— start —
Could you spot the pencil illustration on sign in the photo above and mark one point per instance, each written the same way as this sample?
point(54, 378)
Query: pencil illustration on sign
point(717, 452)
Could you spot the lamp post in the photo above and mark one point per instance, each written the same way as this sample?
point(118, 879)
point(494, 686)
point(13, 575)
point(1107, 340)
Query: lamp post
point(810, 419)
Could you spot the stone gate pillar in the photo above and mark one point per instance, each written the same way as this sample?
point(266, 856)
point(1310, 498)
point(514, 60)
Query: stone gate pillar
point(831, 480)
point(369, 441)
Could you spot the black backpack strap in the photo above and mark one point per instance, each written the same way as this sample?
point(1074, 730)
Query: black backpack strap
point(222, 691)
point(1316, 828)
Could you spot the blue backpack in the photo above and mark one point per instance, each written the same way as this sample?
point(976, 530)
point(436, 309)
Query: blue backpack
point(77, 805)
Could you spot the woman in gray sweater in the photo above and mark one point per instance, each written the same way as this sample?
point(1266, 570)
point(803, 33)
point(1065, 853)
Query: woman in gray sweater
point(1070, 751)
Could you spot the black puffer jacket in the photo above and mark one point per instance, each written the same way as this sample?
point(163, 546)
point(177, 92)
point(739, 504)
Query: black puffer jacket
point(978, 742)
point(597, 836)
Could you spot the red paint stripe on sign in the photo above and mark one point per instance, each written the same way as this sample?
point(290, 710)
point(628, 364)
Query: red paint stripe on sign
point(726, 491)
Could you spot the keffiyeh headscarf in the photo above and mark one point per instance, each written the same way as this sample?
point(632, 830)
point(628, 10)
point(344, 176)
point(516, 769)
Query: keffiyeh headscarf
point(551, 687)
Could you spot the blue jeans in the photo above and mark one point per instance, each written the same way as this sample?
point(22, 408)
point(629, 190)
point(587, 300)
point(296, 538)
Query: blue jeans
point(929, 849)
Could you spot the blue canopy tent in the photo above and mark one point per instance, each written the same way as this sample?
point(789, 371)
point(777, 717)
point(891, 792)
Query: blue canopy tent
— end —
### THE REQUEST:
Rewrite all of the records above with every instance of "Query" replaced by "Target", leaving everything else unchanged.

### WORKED SOLUTION:
Could you spot the pencil illustration on sign in the photo above and mark one point per instance, each written the same way as this sample?
point(54, 378)
Target: pencil illustration on sign
point(717, 452)
Could you spot the lamp post in the photo above and mark one point per instance, each written the same way as this sample?
point(118, 879)
point(494, 686)
point(13, 575)
point(1107, 340)
Target: lamp post
point(810, 419)
Could you spot the stone gate pillar in the photo above and mark one point per instance, each written the same way as this sample?
point(266, 856)
point(1310, 498)
point(514, 60)
Target: stone gate pillar
point(831, 480)
point(369, 441)
Could you spot the black backpack strap in the photo above and mark one point per instance, each written the same way as this sample?
point(1074, 730)
Target: black backpack strap
point(222, 691)
point(1316, 828)
Could you spot the blue backpack in the photo above and mark one point per instance, each written the same way as this sample?
point(976, 530)
point(436, 309)
Target: blue backpack
point(77, 805)
Could you spot the woman in gray sweater in the photo above and mark one point per instance, each written the same way as this sample?
point(1266, 570)
point(803, 33)
point(1065, 853)
Target: woman in gray sweater
point(1070, 751)
Could you spot the black puffer jacket in the photo above and mark one point per instance, each written the same way as this sample?
point(163, 546)
point(177, 92)
point(739, 504)
Target: black puffer jacket
point(978, 742)
point(597, 836)
Could you spot the red paint stripe on sign in the photo above and mark one point per instance, each written the same way as this sample?
point(290, 710)
point(628, 364)
Target: red paint stripe on sign
point(726, 491)
Could you spot the keffiyeh headscarf in the photo above and mark one point per instance, each written the same way as this sample?
point(632, 830)
point(628, 10)
point(344, 176)
point(516, 769)
Target: keffiyeh headscarf
point(551, 687)
Could you spot the blue jeans in the photo above and mark one point per instance, each written the same way as this sample?
point(22, 408)
point(629, 190)
point(587, 300)
point(296, 538)
Target: blue jeans
point(929, 849)
Could you spot the blue canopy tent in the photo above and mark one point per instance, each written the same way as this sample?
point(789, 371)
point(777, 717)
point(891, 792)
Target: blue canopy tent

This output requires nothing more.